*TASK DESCRIPTION*:
Count the lines in the records that contain the word "flower", and reply with that number only.

*INPUT DATA*:
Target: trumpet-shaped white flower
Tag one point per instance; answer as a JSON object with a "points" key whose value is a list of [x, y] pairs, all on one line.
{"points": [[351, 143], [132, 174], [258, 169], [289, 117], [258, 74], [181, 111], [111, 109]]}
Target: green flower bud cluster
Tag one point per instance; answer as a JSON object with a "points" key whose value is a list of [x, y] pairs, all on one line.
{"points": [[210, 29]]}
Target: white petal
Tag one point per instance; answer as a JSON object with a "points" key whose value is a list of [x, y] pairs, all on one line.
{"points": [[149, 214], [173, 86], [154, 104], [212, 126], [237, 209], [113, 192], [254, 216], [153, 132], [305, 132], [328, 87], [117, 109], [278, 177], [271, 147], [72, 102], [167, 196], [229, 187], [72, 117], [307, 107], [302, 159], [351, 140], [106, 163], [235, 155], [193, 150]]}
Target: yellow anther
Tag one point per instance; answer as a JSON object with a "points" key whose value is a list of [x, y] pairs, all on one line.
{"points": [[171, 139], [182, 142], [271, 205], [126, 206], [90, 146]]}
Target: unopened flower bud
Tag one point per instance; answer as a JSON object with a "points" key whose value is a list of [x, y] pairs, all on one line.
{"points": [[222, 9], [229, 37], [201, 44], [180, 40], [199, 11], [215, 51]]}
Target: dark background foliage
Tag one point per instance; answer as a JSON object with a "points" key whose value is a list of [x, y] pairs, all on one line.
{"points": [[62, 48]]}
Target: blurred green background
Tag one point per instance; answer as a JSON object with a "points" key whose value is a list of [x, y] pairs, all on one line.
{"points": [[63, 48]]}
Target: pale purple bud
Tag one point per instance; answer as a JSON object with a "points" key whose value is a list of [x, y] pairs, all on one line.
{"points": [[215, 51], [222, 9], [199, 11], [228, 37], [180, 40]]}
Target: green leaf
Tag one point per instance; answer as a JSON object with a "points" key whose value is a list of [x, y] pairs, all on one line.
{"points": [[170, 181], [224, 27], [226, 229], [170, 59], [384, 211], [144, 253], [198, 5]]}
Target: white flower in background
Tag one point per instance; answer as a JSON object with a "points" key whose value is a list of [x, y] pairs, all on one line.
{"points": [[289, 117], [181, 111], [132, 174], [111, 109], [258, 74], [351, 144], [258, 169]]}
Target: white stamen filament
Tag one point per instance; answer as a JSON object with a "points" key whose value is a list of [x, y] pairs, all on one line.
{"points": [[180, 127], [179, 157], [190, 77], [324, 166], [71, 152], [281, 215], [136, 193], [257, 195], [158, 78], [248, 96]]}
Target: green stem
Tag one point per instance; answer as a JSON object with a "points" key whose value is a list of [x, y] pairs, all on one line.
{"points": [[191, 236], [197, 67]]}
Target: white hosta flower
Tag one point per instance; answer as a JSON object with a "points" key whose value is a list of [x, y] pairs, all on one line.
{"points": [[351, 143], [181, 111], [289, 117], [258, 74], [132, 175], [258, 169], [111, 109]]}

--

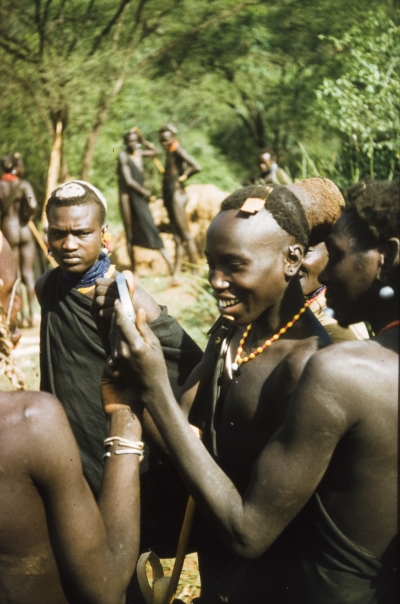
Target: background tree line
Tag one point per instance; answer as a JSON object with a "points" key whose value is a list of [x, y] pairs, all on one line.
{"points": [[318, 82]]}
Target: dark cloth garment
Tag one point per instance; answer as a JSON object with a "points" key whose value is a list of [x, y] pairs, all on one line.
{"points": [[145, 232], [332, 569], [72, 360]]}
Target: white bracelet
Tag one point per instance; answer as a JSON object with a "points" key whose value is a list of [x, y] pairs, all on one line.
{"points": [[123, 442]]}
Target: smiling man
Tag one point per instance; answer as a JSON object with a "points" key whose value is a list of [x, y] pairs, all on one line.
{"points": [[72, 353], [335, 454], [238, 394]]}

...

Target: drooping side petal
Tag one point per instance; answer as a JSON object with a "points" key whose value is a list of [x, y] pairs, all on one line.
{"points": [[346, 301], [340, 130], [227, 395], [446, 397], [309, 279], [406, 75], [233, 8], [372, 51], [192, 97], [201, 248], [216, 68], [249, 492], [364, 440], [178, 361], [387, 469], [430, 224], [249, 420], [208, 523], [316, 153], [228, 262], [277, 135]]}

*SOLVED PROBLEM*:
5